### [GIVEN TEXT]
# # # #

# Lexus IS500 Coupe?



## Ajax (Feb 1, 2002)

iateyourcheese said:


> It will be a sales disaster if it comes with a 300 hp V8 while their IS350 makes 306 hp in the V6. Maybe some enthusiasts will understand the difference, but the average buyer will not.


Ahhhh. Agreed.


----------



## Chris90 (Apr 7, 2003)

The world can always use more V8 sports sedans. Even if they're 4000 lbs.



> Press shots of this vehicle have been available since April 2006 in magazines like Car Top (in their April issue that has been on sale since March). Here's a scan of the page.
> 
> For those of you that are not aware what Toyota has cooked up for us, here are the main specs of this IS500: a V8 (2UR-FSE) engine that develops 420bhp (at 5800rpm) and 550Nm of torque (at 3800rpm), 5.0L displacement, overall dimensions of 4665x1820x1435mm with a 2730mm wheelbase and a total weight of 1685kg.





















And this model is apparently trying to pay her way through dental school.


----------



## KU Ned (Apr 23, 2003)

Looks pretty much like...


----------



## cwsqbm (Aug 4, 2004)

KU Ned said:


> Looks pretty much like...


Yep, two doors and four wheels.  I think the two coupes look less alike than the E90 and IS350.


----------



## KU Ned (Apr 23, 2003)

cwsqbm said:


> Yep, two doors and four wheels.  I think the two coupes look less alike than the E90 and IS350.


Take away the silly exhaust on the Lexus and the crease that runs from the front wheel to the tail lights on the BMW and you have very similar cars. What is very similar is the "shoulder" line that runs up the hood and below the windows. It is abit more pronounced on the Lexus (more muscular look).

# # # #

Raw records
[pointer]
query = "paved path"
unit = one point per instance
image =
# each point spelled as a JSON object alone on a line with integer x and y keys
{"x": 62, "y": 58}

# # # #

### [TASK DESCRIPTION]
Reproduce, word for word, everything in the Lexus IS500 thread from "# Lexus IS500" down to "buyer will not.". The records bear no relation to the Lexus IS500 thread.

### [RESPONSE]
# Lexus IS500 Coupe?



## Ajax (Feb 1, 2002)

iateyourcheese said:


> It will be a sales disaster if it comes with a 300 hp V8 while their IS350 makes 306 hp in the V6. Maybe some enthusiasts will understand the difference, but the average buyer will not.